Exercise objective ▸
The data must be returned in full and exactly as given.

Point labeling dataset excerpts
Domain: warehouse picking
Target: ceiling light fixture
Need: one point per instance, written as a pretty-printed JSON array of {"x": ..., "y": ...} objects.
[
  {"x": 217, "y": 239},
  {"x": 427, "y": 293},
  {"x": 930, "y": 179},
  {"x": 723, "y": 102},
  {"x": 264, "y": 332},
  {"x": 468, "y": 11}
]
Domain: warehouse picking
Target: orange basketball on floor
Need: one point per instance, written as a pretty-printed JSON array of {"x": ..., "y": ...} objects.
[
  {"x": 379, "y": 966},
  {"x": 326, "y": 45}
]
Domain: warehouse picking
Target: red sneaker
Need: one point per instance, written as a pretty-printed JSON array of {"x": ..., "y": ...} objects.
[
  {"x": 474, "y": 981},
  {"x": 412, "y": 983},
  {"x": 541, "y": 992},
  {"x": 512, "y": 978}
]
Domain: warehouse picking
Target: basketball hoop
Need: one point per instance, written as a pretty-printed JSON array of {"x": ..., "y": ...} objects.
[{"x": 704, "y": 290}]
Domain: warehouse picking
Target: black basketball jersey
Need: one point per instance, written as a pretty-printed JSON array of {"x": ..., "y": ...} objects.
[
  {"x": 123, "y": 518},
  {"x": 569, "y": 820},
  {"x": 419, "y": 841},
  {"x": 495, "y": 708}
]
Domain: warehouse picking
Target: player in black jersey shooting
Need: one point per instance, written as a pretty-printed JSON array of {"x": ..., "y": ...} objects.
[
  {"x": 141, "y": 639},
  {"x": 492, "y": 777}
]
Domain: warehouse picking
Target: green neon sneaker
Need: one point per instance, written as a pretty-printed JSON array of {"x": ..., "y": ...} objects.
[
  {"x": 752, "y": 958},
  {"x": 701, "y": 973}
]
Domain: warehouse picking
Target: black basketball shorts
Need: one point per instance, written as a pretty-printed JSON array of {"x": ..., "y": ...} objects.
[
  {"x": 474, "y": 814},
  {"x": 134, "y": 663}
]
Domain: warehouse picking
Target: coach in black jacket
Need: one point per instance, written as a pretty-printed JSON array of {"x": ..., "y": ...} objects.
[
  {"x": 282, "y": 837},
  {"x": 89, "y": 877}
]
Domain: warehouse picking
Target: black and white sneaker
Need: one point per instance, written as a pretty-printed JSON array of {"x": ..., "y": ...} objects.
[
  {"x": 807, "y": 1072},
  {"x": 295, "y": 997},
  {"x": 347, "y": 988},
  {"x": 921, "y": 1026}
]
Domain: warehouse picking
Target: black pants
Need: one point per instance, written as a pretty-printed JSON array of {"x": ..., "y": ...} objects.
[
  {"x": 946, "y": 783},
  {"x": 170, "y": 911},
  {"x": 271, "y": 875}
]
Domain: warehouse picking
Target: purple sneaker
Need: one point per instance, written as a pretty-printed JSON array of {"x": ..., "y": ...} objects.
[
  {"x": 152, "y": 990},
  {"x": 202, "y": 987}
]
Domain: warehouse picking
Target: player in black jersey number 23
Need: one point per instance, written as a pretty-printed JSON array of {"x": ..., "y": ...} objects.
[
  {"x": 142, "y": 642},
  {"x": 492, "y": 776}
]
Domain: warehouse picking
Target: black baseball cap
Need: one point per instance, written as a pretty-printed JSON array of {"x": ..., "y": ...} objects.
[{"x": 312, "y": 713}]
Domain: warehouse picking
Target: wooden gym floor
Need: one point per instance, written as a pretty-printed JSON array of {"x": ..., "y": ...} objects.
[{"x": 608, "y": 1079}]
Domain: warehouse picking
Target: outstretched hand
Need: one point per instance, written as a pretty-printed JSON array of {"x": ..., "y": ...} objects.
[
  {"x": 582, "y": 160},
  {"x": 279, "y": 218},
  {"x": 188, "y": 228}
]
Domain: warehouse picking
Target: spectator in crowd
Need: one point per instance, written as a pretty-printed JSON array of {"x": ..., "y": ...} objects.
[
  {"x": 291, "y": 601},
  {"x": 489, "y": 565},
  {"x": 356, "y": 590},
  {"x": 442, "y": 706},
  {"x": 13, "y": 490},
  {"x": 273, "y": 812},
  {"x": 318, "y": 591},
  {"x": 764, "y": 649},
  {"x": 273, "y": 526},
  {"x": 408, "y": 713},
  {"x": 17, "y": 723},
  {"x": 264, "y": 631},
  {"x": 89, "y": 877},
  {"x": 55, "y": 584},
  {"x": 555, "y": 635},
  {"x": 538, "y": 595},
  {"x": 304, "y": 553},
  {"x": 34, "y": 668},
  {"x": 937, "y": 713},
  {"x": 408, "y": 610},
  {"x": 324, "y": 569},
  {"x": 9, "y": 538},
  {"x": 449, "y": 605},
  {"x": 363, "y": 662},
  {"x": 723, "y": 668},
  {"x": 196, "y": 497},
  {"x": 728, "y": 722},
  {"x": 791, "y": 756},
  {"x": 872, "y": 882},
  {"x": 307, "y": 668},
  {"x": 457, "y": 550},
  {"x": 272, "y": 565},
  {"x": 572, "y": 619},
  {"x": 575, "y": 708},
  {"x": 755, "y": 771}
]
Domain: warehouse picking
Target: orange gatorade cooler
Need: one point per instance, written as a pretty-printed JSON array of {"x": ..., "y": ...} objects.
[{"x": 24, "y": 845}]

Result for this exercise ▸
Domain: warehouse picking
Target: ceiling light fixture
Need: one point per instance, written as a pretty-printed JSON array of {"x": ..., "y": ...} objects.
[
  {"x": 217, "y": 239},
  {"x": 427, "y": 293},
  {"x": 930, "y": 179},
  {"x": 723, "y": 102},
  {"x": 264, "y": 332},
  {"x": 468, "y": 11}
]
Domain: warehouse picking
Target: orange basketball on floor
Need: one point per instance, written as a pretty-printed JSON array of {"x": ..., "y": ...} objects.
[
  {"x": 379, "y": 966},
  {"x": 326, "y": 45}
]
Domain: warehouse picking
Target: red sneaker
Need: one point per instance, written as a pretty-printed JSON array of {"x": ..., "y": ...} objects.
[
  {"x": 474, "y": 981},
  {"x": 412, "y": 983},
  {"x": 541, "y": 992},
  {"x": 512, "y": 978}
]
Domain: warehouse picking
Target: basketball hoop
Need: one point per instance, written as a pretty-printed JSON array of {"x": ..., "y": ...} objects.
[{"x": 704, "y": 290}]
Domain: warehouse picking
Target: black basketball jersey
Need: one point per instance, written as a pretty-printed JSON array of {"x": ..., "y": ...} objects.
[
  {"x": 123, "y": 518},
  {"x": 569, "y": 820},
  {"x": 419, "y": 841},
  {"x": 495, "y": 708}
]
Domain: warehouse picking
Target: player in black jersey shooting
Need: one point per instance, written as a pretty-printed JSON array of {"x": ..., "y": ...} objects.
[
  {"x": 141, "y": 639},
  {"x": 492, "y": 777}
]
Domain: warehouse picking
Target: green neon sneaker
Need: one point per instance, written as a pretty-printed JSON array of {"x": ..., "y": ...} objects.
[
  {"x": 752, "y": 958},
  {"x": 701, "y": 973}
]
Domain: warehouse picking
Target: black basketball shorts
Need: one point per instance, written as a pretty-printed JSON array of {"x": ..., "y": ...} objects.
[
  {"x": 474, "y": 814},
  {"x": 134, "y": 663}
]
Domain: warehouse picking
Target: coach in black jacket
Need: one point per instance, written as a pretty-printed JSON array of {"x": ..., "y": ...} objects.
[
  {"x": 282, "y": 837},
  {"x": 89, "y": 877}
]
Domain: warehouse picking
Target: black and white sneaker
Need: one point per instance, written as a pretty-printed JSON array of {"x": ..., "y": ...} objects.
[
  {"x": 807, "y": 1072},
  {"x": 295, "y": 997},
  {"x": 347, "y": 988},
  {"x": 921, "y": 1026}
]
Domain: warehouse picking
Target: black pants
Need: one point per instance, written as a pretty-printed JSON array of {"x": ..., "y": ...} objects.
[
  {"x": 946, "y": 783},
  {"x": 170, "y": 911},
  {"x": 271, "y": 875}
]
Domain: warehouse picking
Target: purple sneaker
Need: one point per instance, written as a pretty-printed JSON array of {"x": ..., "y": ...} objects.
[
  {"x": 152, "y": 990},
  {"x": 202, "y": 987}
]
Domain: warehouse picking
Target: player in black jersey number 23
Need: one point per instance, written as a pretty-printed JSON array of {"x": ..., "y": ...} objects.
[
  {"x": 142, "y": 642},
  {"x": 492, "y": 776}
]
Domain: warehouse picking
Target: black baseball cap
Need: one point per instance, written as a pretty-printed JSON array of {"x": ..., "y": ...} objects.
[{"x": 312, "y": 713}]
Domain: warehouse picking
Target: wooden gym floor
Need: one point per instance, written as a pretty-printed JSON array of {"x": ..., "y": ...} objects.
[{"x": 608, "y": 1079}]
Domain: warehouse picking
Target: outstretched hand
Need: one point per instance, written as a pretty-printed JSON array of {"x": ..., "y": ...} objects.
[
  {"x": 582, "y": 160},
  {"x": 279, "y": 218},
  {"x": 188, "y": 228}
]
Domain: warehouse picking
Target: spectator in crowd
Need: one point per instance, written as a pretty-printed JSON array of {"x": ..., "y": ...} objects.
[
  {"x": 291, "y": 601},
  {"x": 489, "y": 565},
  {"x": 356, "y": 590},
  {"x": 442, "y": 706},
  {"x": 13, "y": 490},
  {"x": 273, "y": 812},
  {"x": 318, "y": 591},
  {"x": 764, "y": 649},
  {"x": 273, "y": 526},
  {"x": 408, "y": 713},
  {"x": 17, "y": 723},
  {"x": 264, "y": 631},
  {"x": 89, "y": 877},
  {"x": 55, "y": 584},
  {"x": 555, "y": 635},
  {"x": 538, "y": 595},
  {"x": 304, "y": 553},
  {"x": 34, "y": 668},
  {"x": 937, "y": 713},
  {"x": 408, "y": 610},
  {"x": 324, "y": 569},
  {"x": 9, "y": 538},
  {"x": 449, "y": 605},
  {"x": 363, "y": 662},
  {"x": 723, "y": 668},
  {"x": 196, "y": 497},
  {"x": 728, "y": 722},
  {"x": 791, "y": 756},
  {"x": 872, "y": 882},
  {"x": 307, "y": 668},
  {"x": 457, "y": 550},
  {"x": 272, "y": 565},
  {"x": 572, "y": 619},
  {"x": 575, "y": 708},
  {"x": 755, "y": 771}
]
Domain: warehouse picking
Target: orange gatorade cooler
Need: one point per instance, written as a pretty-printed JSON array of {"x": ..., "y": ...} objects.
[{"x": 24, "y": 845}]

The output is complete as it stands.